(What the exercise asks) Rewrite each of the items below, changing "keypoint" to "marker" everywhere it occurs and keeping everything else the same.

** BEGIN **

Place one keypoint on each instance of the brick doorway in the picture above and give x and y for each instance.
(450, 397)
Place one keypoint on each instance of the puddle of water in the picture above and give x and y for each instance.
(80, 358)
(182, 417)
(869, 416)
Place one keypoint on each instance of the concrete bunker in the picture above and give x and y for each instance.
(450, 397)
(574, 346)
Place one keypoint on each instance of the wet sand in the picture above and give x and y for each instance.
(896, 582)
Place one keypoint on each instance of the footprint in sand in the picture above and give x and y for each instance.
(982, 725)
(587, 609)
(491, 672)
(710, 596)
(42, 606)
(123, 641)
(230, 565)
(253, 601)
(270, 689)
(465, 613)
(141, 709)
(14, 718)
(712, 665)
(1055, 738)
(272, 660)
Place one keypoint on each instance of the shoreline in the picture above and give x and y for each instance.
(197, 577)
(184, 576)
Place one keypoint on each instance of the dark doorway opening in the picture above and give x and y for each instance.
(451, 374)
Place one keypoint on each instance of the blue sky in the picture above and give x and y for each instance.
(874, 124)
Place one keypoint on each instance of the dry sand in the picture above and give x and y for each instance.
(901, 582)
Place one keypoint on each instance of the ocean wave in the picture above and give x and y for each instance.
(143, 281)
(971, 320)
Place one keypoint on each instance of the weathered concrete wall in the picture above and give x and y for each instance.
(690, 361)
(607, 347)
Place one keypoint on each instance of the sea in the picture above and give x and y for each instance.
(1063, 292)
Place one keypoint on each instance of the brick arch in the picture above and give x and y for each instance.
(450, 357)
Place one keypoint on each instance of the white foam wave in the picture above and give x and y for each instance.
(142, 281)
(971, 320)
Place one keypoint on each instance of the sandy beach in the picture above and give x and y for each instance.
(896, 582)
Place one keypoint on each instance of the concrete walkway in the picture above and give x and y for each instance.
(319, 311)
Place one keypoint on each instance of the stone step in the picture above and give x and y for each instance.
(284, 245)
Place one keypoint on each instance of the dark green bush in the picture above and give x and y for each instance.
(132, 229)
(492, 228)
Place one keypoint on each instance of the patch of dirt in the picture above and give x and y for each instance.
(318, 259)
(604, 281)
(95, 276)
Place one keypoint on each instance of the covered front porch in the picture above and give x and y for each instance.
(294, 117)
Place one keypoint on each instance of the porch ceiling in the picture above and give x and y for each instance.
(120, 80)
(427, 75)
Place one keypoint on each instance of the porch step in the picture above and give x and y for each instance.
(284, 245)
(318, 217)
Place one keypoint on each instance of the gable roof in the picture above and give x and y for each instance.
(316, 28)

** END **

(Written answer)
Place one marker on each instance of the brick doorway in the picture above and give x and y for each instance.
(450, 397)
Place one marker on each instance of the puddle of water in the picture above and give x and y for each instance.
(80, 358)
(182, 417)
(869, 416)
Place one marker on each instance of the concrete bunker in the picture above and give x and y for each instance.
(450, 397)
(574, 346)
Place one marker on each instance of the wet sand in the picture above and give x and y for each instance.
(896, 582)
Place one marker on each instance of the footprint in sand in the picture above and give x and y for each instance.
(982, 725)
(587, 609)
(491, 672)
(710, 596)
(42, 606)
(123, 641)
(230, 565)
(253, 601)
(270, 689)
(465, 613)
(141, 709)
(14, 718)
(712, 665)
(1055, 738)
(272, 660)
Place one marker on each instance of the shoreline in the picture above and give x and y for each instance.
(197, 577)
(184, 576)
Place one marker on each instance of the dark doorway opening in the picture above and give x and y for each instance.
(451, 374)
Place one marker on each instance of the blue sky in the picture above and give x and y for each instance.
(874, 124)
Place one marker on each instance of the dry sand in the picture above and give x and y for each instance.
(901, 582)
Place one marker on each instance of the ocean wave in the picture above and give x and y for each instance.
(143, 281)
(971, 320)
Place one marker on each instance of the weathered concrete wall in the picture above and give x and y for each instance.
(690, 361)
(607, 347)
Place one marker on each instance of the sea in the picture above and give x and y for each instance.
(1063, 292)
Place one marker on each instance of the brick arch in the picture above and give x and y for each instance.
(450, 357)
Place one marker on each instance of the white foam wave in the picture above and give x and y for each instance.
(142, 281)
(971, 320)
Place one marker on each instance of the sandy beach in the picture above and give x and y for each instance.
(896, 582)
Place one marker on each instance of the concrete walkway in the picture above and give x and y for each instance.
(319, 311)
Place one marker on each instance of the stone step in the picture above and give x and y for each instance.
(284, 245)
Place one marker on each instance of the dark green bush in the picture above and give x and y for each instance.
(132, 229)
(492, 228)
Place one marker on each instance of the patch of dirt in the picture above and give x and y for each instance.
(318, 259)
(604, 281)
(95, 276)
Place one marker on each instance of the covered front porch in the picture above and give x and y for each instance.
(294, 117)
Place one marker on each instance of the porch ceiling in the picture above and give x and y for each instance.
(120, 80)
(427, 75)
Place one marker on each instance of the porch step in the picture above and give x and y for each instance.
(284, 245)
(318, 217)
Place one marker on each instance of the gable roof in the picture above and give x and y for each instance.
(316, 28)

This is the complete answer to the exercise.